Jasper Fforde: Shades Of Grey 

Jasper Fforde: Shades Of Grey 

British author Jasper Fforde scored a comic hit with his first published novel, 2001’s The Eyre Affair, which introduced the detective Thursday Next. After five novels set in Next’s literature-mad world, chasing Charles Dickens and Arthur Conan Doyle’s characters in and out of their venerable stories, Fforde is starting a new series in a different alternate history, or perhaps future. Shades Of Grey introduces an England several centuries after a mysterious Epiphany that reorganizes society based on its citizens’ ability to perceive portions of the visible-light spectrum. As if building a color caste system weren’t enough of a challenge, Fforde adds a series of Great Leap Backwards banning successive levels of technology, sacred writings based on the real-world Munsell Color System, laying out annoyingly complete and arbitrary Rules, and apocryphal people that no one will admit to seeing.

The first-person guide to the Colortocracy is Edward Russett, the socially ambitious son of a swatchman (a medical professional who uses color to treat illness) who is sent out to the Fringes to learn humility by doing a useless chair census. This puts a crimp in Edward’s plan to marry Constance Oxblood, heir to a prominent Red family’s string-production fortune. Also gumming up the works is Jane, a rebellious Grey (bottom-caste menial laborer) who not only captures Edward’s heart with her cute nose and shocking disregard for the Rules, but also participates in a resistance against everything Munsell stands for—harboring fugitives, questioning the accepted reality, and refusing to bow to the Yellows and Purples who run the show.

═══

**REQUIREMENT**
Write the next part of the Shades Of Grey review, picking up after its last sentence.

**Records taken from a dataset**
═══

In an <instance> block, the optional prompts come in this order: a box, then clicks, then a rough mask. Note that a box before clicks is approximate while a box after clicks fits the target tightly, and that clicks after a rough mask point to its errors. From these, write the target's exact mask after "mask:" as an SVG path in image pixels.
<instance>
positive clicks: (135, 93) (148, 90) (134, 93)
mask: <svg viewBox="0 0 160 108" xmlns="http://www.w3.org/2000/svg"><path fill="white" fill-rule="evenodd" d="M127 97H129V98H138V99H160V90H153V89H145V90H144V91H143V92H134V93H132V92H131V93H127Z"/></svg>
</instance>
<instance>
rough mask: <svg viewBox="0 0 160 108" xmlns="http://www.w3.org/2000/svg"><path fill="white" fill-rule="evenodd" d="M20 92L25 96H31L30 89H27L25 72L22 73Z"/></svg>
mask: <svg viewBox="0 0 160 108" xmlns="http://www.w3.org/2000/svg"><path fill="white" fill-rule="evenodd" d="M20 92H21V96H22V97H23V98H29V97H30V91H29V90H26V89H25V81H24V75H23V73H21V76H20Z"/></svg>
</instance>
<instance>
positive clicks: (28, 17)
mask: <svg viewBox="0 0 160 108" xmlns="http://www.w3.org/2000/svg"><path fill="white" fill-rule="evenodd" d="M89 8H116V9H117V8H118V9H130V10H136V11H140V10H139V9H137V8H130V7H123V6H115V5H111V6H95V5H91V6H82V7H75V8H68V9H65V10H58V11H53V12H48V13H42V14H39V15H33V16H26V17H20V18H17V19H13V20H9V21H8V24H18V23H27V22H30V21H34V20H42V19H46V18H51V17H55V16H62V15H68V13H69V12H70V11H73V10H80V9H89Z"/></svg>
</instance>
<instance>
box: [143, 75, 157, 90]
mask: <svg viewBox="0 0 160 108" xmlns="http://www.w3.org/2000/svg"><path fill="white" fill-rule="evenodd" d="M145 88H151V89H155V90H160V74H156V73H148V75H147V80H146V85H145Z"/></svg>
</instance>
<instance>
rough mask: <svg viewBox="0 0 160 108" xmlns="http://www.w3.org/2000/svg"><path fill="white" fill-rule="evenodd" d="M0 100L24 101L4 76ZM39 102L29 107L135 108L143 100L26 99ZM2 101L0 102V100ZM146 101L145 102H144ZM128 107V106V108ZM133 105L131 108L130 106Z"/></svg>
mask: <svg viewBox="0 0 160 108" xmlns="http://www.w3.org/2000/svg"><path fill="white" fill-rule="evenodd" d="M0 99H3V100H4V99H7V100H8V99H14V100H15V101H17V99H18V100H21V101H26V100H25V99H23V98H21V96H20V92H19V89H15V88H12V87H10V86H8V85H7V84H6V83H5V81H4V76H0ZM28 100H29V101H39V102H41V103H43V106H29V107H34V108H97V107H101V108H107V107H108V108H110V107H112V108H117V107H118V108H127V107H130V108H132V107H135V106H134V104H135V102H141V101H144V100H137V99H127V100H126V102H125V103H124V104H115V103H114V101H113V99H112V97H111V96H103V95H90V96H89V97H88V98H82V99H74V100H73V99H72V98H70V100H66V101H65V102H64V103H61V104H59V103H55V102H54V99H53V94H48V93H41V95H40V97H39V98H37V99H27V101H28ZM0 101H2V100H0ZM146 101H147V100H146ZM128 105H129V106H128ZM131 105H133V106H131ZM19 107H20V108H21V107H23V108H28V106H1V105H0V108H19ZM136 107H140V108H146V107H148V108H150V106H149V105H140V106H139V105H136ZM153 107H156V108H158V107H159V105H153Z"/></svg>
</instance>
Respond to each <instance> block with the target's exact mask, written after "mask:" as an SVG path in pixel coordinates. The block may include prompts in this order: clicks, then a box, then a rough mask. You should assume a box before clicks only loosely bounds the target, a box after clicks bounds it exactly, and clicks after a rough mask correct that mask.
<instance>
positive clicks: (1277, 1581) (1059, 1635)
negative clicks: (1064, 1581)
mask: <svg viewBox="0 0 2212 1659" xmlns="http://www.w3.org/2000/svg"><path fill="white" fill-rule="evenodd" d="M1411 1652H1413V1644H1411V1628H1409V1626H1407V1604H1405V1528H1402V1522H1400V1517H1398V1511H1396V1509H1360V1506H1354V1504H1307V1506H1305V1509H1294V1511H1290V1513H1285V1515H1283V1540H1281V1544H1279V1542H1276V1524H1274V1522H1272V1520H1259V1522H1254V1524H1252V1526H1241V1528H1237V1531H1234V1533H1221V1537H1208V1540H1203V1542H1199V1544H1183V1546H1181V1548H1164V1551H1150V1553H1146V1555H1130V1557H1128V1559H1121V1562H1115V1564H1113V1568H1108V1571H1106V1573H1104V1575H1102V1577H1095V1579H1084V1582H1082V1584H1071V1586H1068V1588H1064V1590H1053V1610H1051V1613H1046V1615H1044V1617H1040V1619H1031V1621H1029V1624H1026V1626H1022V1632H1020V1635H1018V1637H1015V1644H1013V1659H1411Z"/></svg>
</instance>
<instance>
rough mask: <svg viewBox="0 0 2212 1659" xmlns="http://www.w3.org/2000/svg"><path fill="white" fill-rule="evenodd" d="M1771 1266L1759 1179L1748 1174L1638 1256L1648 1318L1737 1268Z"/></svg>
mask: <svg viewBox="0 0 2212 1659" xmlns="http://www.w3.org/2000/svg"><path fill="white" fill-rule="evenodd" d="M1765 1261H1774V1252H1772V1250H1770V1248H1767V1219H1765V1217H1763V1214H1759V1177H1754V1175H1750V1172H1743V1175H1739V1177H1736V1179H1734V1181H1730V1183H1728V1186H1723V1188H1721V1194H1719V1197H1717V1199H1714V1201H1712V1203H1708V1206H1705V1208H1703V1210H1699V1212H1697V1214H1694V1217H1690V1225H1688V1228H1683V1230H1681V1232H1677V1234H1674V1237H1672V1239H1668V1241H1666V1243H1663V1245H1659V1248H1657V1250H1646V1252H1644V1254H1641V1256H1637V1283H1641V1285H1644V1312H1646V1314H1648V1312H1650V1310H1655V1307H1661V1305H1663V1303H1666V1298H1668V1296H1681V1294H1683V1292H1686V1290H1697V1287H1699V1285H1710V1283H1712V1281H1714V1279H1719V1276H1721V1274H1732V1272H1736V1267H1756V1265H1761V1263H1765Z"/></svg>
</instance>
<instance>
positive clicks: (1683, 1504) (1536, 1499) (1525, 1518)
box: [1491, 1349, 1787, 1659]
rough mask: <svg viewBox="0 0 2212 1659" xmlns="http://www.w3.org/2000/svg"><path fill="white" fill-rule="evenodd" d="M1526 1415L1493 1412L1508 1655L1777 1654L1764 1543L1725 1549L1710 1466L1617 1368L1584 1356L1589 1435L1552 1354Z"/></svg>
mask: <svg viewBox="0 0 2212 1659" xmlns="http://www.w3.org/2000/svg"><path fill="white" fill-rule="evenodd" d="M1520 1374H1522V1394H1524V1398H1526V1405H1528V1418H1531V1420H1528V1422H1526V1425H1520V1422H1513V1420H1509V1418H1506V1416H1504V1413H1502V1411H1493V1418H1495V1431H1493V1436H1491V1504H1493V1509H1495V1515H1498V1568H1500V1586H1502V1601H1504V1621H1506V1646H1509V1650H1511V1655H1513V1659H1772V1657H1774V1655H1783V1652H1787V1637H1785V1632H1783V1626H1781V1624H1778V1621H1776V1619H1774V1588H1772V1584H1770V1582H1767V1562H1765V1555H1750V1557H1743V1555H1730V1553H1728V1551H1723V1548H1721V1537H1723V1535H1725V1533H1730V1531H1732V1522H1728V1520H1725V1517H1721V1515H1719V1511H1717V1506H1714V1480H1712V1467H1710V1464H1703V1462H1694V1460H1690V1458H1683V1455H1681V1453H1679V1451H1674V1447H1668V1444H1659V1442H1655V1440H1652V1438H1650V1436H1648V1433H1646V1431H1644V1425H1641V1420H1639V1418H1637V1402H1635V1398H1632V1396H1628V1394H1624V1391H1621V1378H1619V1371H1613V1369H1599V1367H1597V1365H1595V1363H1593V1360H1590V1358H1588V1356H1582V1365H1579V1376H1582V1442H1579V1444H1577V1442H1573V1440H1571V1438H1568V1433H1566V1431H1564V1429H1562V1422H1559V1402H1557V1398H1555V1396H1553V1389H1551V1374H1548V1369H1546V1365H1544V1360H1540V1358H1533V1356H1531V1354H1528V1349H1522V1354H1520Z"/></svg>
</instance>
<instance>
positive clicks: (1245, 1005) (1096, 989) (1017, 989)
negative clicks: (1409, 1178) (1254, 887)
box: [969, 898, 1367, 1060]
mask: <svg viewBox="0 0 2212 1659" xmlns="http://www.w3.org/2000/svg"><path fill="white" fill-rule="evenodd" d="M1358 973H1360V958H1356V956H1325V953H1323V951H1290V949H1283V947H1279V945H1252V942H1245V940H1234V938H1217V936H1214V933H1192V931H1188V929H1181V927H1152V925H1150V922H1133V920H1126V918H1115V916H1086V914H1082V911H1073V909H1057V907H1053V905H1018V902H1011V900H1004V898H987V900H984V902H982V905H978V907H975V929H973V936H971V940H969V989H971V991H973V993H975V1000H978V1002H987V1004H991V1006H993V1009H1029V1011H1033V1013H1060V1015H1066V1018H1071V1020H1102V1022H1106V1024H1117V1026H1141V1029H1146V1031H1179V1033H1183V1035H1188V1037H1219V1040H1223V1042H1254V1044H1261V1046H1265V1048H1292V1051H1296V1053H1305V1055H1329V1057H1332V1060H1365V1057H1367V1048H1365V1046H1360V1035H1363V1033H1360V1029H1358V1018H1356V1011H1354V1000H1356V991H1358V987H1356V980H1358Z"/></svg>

═══

**ANSWER SECTION**
All this detail takes a few hundred pages to emerge; the novel’s length is in itself a joke, given that Edward recounts his story while being digested by a carnivorous tree. But Fforde is an author of immense imagination. Not satisfied with just a few layers of Dickensian jokes and revisions of the physical universe, he creates an archeological treasure trove for readers. There’s enough mystery to fill another five-book series: abandoned villages, fading natural color, the question of whether artificial “univisual” color piped in by a central utility system looks the same to everyone. Fforde winningly mingles enforced orderliness with a Brazil-esque bureaucracy that spawns the highly regarded art of “loopholery” in order to get anything done. The coming-of-age story and manic-pixie-dream-girl romance don’t need to be much more than icing on the cake to make Shades Of Grey a fancifully satisfying concoction.